Exercise aim: Please identify every line of the records that contains the word "person", and copy each of those lines. Case counts.

Excerpted data:
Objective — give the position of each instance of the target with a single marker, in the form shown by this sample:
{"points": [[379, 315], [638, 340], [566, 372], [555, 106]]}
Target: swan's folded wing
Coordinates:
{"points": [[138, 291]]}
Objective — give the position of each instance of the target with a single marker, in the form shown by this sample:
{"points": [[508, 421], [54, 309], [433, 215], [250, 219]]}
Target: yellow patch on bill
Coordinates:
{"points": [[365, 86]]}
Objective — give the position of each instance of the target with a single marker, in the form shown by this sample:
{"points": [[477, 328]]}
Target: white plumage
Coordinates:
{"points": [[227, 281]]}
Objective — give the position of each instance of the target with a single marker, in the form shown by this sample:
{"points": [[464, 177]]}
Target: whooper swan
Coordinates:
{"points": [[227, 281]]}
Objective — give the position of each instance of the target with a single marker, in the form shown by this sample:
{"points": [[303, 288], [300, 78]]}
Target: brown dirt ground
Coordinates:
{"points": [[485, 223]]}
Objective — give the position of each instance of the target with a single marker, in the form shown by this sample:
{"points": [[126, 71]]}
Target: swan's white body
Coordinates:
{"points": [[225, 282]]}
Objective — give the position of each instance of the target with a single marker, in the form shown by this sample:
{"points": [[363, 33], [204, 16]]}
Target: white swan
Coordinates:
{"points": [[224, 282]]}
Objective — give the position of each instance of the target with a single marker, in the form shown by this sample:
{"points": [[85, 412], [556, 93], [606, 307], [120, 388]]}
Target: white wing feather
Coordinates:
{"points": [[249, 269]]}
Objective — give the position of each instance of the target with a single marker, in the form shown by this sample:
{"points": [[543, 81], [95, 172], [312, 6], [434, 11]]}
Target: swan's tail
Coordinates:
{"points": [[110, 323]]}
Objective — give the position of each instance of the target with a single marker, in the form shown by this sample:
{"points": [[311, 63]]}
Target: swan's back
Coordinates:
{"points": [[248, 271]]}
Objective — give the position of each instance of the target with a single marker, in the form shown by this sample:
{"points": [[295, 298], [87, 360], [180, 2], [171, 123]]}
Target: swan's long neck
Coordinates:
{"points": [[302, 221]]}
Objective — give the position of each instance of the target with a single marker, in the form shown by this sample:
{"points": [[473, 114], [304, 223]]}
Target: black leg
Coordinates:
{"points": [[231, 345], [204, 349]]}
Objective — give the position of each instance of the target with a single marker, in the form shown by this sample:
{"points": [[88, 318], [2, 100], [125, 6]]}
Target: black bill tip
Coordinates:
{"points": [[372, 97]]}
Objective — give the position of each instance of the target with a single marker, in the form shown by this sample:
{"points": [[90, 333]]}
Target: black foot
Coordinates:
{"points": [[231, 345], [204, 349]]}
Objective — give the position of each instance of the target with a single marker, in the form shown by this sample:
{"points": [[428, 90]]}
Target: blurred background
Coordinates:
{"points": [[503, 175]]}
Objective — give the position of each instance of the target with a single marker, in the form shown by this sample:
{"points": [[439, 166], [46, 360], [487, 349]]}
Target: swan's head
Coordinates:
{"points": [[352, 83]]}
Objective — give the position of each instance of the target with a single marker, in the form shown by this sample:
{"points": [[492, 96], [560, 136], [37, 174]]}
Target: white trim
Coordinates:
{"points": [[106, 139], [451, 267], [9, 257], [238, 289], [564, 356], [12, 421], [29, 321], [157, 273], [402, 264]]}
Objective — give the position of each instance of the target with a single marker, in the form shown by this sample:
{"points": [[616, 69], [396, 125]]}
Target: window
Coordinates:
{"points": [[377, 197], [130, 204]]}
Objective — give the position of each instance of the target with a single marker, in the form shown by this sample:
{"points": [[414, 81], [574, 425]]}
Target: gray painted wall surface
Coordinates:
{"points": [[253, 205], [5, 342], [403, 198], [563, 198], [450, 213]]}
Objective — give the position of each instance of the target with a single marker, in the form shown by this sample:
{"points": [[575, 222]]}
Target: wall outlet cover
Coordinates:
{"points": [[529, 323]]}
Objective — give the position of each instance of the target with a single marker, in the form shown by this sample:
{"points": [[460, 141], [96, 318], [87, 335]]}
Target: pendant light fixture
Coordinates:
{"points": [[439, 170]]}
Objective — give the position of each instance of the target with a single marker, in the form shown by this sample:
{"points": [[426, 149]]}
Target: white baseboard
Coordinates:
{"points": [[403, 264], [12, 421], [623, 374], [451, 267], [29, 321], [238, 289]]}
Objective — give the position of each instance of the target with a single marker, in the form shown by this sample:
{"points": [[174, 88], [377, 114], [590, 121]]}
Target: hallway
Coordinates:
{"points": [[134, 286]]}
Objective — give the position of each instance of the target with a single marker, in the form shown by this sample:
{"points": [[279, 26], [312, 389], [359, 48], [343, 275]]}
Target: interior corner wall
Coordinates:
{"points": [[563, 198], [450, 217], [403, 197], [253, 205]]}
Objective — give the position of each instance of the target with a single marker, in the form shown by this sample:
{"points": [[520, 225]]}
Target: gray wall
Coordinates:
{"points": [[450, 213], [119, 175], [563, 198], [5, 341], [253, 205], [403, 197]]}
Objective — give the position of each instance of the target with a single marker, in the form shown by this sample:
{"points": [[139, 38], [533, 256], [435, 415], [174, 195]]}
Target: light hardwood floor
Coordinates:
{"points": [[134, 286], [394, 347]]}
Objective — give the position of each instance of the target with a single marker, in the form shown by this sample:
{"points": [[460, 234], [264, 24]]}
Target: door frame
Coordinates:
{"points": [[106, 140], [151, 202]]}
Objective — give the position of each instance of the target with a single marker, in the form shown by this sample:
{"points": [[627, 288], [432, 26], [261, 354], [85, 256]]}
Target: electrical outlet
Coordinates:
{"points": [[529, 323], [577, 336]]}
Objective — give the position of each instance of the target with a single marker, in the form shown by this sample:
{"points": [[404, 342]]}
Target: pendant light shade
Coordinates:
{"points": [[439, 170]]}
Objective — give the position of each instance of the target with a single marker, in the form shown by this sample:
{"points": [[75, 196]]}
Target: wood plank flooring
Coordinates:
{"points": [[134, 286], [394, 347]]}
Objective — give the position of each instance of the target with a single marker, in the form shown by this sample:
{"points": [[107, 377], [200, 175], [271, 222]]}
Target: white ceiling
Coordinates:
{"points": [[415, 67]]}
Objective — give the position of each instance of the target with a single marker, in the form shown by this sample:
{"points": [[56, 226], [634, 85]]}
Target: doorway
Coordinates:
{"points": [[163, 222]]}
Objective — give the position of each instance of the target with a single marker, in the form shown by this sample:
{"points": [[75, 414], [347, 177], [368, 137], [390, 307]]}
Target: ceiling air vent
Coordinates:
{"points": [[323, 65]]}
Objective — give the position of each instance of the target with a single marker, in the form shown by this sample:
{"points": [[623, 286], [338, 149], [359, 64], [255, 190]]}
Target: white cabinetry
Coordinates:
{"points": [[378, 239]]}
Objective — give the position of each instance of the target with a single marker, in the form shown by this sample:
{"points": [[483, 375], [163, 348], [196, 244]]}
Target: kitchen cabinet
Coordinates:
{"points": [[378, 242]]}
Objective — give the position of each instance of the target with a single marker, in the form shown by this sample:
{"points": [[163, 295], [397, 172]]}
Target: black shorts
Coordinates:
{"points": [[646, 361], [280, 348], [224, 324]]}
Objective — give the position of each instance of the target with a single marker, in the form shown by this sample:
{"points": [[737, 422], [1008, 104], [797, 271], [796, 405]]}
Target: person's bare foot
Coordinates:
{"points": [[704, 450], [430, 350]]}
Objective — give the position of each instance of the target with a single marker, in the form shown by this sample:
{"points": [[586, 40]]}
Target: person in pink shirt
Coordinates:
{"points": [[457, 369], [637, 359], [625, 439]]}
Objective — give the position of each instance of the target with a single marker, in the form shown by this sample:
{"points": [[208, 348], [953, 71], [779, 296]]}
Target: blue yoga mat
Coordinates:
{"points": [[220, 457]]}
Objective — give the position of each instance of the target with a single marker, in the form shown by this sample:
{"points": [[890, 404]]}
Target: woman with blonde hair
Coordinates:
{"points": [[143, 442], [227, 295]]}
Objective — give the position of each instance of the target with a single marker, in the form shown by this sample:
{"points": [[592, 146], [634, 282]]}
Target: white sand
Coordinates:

In response:
Target: person's bare foot
Target: person in pink shirt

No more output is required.